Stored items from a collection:
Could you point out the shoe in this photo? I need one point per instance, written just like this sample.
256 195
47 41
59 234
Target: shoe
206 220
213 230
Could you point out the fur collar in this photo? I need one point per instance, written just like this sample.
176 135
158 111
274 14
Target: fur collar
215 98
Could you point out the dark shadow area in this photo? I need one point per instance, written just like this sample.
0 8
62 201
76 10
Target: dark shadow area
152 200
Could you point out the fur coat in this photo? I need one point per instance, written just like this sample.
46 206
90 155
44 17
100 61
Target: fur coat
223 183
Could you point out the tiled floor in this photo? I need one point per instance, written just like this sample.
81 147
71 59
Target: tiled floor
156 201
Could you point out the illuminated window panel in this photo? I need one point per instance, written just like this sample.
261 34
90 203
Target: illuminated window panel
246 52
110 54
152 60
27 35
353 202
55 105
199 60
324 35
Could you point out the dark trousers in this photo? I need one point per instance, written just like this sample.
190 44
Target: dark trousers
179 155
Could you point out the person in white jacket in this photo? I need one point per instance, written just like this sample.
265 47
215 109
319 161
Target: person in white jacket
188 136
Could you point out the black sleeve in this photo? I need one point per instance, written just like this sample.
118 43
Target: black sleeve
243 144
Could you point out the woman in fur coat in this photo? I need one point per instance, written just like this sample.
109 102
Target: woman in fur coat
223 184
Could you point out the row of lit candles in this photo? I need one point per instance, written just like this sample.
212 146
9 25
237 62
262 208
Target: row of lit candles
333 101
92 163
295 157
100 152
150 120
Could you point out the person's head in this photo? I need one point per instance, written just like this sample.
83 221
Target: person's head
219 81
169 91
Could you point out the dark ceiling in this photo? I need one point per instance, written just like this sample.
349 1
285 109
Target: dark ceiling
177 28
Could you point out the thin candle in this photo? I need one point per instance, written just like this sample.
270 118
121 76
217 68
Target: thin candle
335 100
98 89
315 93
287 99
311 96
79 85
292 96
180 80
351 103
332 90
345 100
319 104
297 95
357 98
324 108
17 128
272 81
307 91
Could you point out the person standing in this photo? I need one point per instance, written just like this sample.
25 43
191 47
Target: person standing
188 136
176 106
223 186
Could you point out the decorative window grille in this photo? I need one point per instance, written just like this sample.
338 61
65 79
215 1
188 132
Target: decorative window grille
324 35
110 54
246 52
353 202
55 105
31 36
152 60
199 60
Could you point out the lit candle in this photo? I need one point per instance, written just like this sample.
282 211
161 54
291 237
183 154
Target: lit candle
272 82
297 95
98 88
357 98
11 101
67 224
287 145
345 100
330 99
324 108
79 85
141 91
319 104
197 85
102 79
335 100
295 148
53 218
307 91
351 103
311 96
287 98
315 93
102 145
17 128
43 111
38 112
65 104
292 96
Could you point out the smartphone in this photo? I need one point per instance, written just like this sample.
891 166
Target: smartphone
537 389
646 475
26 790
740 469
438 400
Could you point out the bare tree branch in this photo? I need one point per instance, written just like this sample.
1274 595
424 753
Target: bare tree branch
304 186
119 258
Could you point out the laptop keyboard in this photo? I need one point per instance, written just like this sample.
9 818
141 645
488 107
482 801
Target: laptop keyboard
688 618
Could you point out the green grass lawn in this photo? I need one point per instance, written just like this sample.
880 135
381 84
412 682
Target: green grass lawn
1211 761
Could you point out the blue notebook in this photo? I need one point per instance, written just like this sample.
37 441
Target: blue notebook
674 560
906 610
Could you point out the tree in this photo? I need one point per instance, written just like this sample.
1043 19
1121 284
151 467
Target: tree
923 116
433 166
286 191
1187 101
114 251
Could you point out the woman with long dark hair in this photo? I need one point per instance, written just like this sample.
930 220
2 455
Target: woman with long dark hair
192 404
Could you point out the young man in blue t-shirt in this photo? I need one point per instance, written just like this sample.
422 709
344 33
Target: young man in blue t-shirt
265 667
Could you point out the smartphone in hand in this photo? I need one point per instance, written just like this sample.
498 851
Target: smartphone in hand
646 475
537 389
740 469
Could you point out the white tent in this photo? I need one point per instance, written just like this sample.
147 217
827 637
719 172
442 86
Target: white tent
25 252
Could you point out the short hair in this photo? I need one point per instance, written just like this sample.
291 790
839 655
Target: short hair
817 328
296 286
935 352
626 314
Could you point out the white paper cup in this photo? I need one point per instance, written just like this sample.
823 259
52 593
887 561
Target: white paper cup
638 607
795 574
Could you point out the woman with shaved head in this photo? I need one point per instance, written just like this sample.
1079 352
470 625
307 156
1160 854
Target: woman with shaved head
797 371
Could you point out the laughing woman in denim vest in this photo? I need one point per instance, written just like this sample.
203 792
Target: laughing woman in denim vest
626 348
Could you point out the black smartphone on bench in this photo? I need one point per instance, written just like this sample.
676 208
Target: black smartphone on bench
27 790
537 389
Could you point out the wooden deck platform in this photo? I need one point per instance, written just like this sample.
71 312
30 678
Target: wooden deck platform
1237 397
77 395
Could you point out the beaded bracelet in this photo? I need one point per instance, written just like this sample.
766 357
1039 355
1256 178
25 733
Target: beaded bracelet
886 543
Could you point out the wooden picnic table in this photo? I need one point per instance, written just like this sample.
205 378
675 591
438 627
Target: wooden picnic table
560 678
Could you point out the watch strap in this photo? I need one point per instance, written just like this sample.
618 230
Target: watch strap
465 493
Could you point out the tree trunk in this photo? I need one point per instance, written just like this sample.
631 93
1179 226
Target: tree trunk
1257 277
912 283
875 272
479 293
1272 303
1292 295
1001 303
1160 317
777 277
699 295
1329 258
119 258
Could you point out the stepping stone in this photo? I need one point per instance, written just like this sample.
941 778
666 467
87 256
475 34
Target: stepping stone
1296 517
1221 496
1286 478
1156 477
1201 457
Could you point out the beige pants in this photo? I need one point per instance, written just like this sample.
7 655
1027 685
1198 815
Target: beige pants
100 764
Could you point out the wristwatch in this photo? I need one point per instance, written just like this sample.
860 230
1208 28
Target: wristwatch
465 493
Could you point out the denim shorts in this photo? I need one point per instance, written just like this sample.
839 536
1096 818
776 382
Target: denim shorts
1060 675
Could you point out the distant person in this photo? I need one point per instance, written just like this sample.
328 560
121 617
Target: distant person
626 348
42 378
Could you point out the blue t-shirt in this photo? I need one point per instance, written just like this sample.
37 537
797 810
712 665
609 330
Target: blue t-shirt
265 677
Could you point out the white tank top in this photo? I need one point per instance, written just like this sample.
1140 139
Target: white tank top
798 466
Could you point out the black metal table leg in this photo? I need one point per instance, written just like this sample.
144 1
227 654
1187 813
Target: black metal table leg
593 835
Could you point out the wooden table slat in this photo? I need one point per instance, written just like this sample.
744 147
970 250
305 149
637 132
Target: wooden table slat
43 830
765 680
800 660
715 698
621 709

| Task objective |
Restate each entry exactly, skipping none.

| Output |
Could you point out the shoe in this photo? I need one point per instance, written just like this sample.
256 195
47 41
59 234
Target: shoe
206 220
213 230
Could you point out the fur collar in this photo? I need one point per instance, written just like this sample.
176 135
158 111
274 14
Target: fur collar
215 98
Could you point out the dark shadow area in this photo? I need one point per instance, written just like this sample.
0 8
62 201
76 10
Target: dark shadow area
152 200
Could you point out the fur coat in this photo? I need one point per instance, written just like this sample.
46 206
90 155
44 17
100 61
Target: fur coat
223 183
Could you point out the tiled floor in this photo? I need one point per instance, written just like this sample.
81 147
71 59
Target: tiled floor
156 201
Could you point out the illuminated window panel in this photo? I need one point per instance, written just like this sample.
261 34
90 203
Target: illuminated window panel
246 52
110 54
152 60
27 35
353 202
55 105
199 60
324 35
Could you point out the dark trousers in this photo? I need one point per instance, written just like this sample.
190 44
Target: dark trousers
179 155
Could you point out the person in white jacket in this photo? I need one point per instance, written just like this sample.
265 47
215 109
319 161
Target: person in white jacket
188 136
Could you point out the black sleeve in this photo? I need one point per instance, written just like this sample.
118 43
Target: black sleeve
243 144
Could you point out the woman in fur coat in this photo? I need one point per instance, written just like this sample.
109 102
Target: woman in fur coat
223 184
Could you point out the row of lit candles in this photo? I need one point per instance, written just like this sample.
212 146
9 25
237 62
262 208
Target: row of lit candles
333 101
92 163
295 157
100 152
150 120
Could you point out the person's head in this photo? I need one point per instance, written just like this sample.
83 221
Target: person's head
219 81
169 91
Could you point out the dark ceiling in this photo? I need one point per instance, written just like this sample.
349 1
285 109
Target: dark ceiling
177 28
Could you point out the thin candle in this photo? I need one point per instance, written just like this sample.
270 118
121 76
217 68
Target: thin candle
335 100
98 89
315 93
287 99
311 96
79 85
292 96
180 80
351 103
332 90
345 100
319 104
297 95
357 98
324 108
17 128
272 81
307 91
Could you point out the person standing in this photo? I need one point per instance, written just like this sample.
25 43
191 47
Target: person standing
188 136
176 106
223 186
Could you point out the decorative window grille in this photo? I need one point per instance, written just like this sample.
338 61
65 79
215 1
188 132
Target: decorative window grille
324 35
110 54
246 52
353 202
55 105
31 36
152 60
199 60
Could you point out the lit candle in this photo? I need one point per instance, written just like this sample.
282 211
161 54
291 237
183 154
Target: lit candle
272 82
297 95
98 88
357 98
11 101
67 224
287 145
345 100
330 99
324 108
79 85
141 91
319 104
197 85
102 79
335 100
295 148
53 218
307 91
351 103
311 96
287 98
315 93
102 145
17 128
43 111
38 112
65 104
292 96
Could you point out the smartphone in this photo? I need one point per instance, written just like this sample.
891 166
Target: smartphone
537 389
646 475
26 790
740 469
438 400
Could you point out the bare tree branch in this photo? I need one point per instance, written just like this sample.
1274 595
424 753
Target: bare tree branch
304 186
119 258
Could you point out the laptop keyboard in this photo? I need one point per instance, written just like this sample.
9 818
141 645
488 107
482 801
Target: laptop keyboard
688 618
Could you point out the green grass lawn in this photo? I need one point per instance, written just like this sample.
880 135
381 84
412 682
Target: green grass lawn
1211 761
Could you point out the blue notebook in this photo? I need one point per instance, written just like this sample.
37 441
Target: blue notebook
674 560
906 610
Could you point out the tree in this photo? I need one point per instance, written just like this sample.
1043 19
1121 284
151 467
Target: tree
923 116
433 166
286 191
1187 101
114 251
Could you point out the woman with long dark hair in this photo? I need one point per instance, written just like this sample.
930 220
2 455
Target: woman with long dark hair
192 404
Could you point out the young man in blue t-shirt in this photo? I need one point per instance, written just like this sample.
422 709
344 33
Target: young man in blue t-shirt
265 667
Could you point out the smartphone in hand in this photo? I need one point per instance, written just like this sample.
498 851
Target: smartphone in hand
646 475
537 389
740 469
Could you point out the white tent in this photo? I need one point per instance, written just like this sample.
147 217
827 637
719 172
442 86
Target: white tent
25 252
Could you point out the short hair in this photo? I need one point per instance, written just like this sample.
291 790
839 655
Target: short hair
817 328
296 286
935 352
626 314
Could you point out the white paper cup in this photo? I need one point per instance, written just like this sample.
823 259
52 593
887 561
Target: white paper cup
638 607
795 574
Could you point out the woman with shaved head in this photo? I need one point per instance, written just like this sample.
1079 352
470 625
307 156
1160 854
Target: woman with shaved head
797 371
Could you point out the laughing woman in denim vest in this photo? I need one point per instance, written just like this sample.
203 792
Target: laughing woman in denim vest
626 348
Could you point out the black smartphone on bench in this photo? I need one point per instance, written just like this sample.
676 208
Target: black smartphone on bench
27 790
537 389
Could you point out the wooden deck platform in this photo? I need one point per instance, written just like this sample.
71 312
30 678
Target: wooden deck platform
1237 397
77 395
Could you point out the beaded bracelet in this photo? I need one point per instance, written just like this sample.
766 357
1039 355
1256 178
25 733
Target: beaded bracelet
886 543
Could you point out the wooden picnic table in this photo? I need one point per instance, written just like this sample.
205 378
675 591
438 627
Target: wooden picnic table
560 678
Could you point out the watch strap in this photo? I need one point per instance, written just like this sample.
618 230
Target: watch strap
465 493
Could you point out the tree trunk in this photo? I need one point per instance, written just like this sample.
631 93
1179 226
Target: tree trunk
1257 277
912 283
875 272
479 293
1272 303
1292 295
1001 303
1160 317
777 277
699 295
1329 258
119 258
Could you point out the stepping stone in this photo? I need one point per instance, written just like this sample.
941 778
666 467
87 256
475 34
Target: stepping stone
1296 517
1221 496
1286 478
1156 477
1201 457
Could you point out the beige pants in this photo? I need one point per instance, written just like this sample.
7 655
1027 685
1198 815
Target: beige pants
100 764
Could you point out the wristwatch in this photo? I need one point per instance, written just like this sample.
860 230
1208 28
Target: wristwatch
465 493
Could you point out the denim shorts in this photo? I need one point per instance, written just like this sample.
839 536
1096 818
776 382
Target: denim shorts
1060 675
Could you point out the distant person in this photo? I need one point per instance, written just like this sample.
328 560
121 617
Target: distant person
626 348
42 378
Could you point out the blue t-shirt in this photo? I need one point per instance, written just like this sample.
37 537
797 810
712 665
609 330
Target: blue t-shirt
265 677
Could you point out the white tank top in this photo? I need one point per instance, written just like this sample.
1140 139
Target: white tank top
798 466
Could you point out the black metal table leg in this photo? I need one point per instance, written just like this sample.
144 1
227 654
1187 813
Target: black metal table leg
593 835
Could you point out the wooden table slat in this photo? I need one point per instance, written just like this sample.
744 147
970 250
305 149
637 132
Target: wooden table slat
43 830
765 680
800 660
715 698
621 709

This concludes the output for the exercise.